(Beginning of Exercise data)

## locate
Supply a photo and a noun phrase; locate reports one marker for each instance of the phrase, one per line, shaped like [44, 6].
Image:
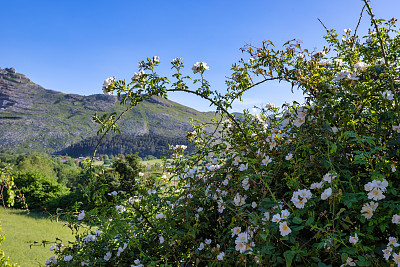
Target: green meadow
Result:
[22, 229]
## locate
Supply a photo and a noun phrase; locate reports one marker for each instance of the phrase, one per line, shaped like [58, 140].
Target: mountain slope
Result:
[34, 118]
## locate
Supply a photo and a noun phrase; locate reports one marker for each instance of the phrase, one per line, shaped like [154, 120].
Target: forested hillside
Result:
[36, 119]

(End of Exercise data)

Only the number of lines in the data that hold "Target" should be stated.

Task result - 3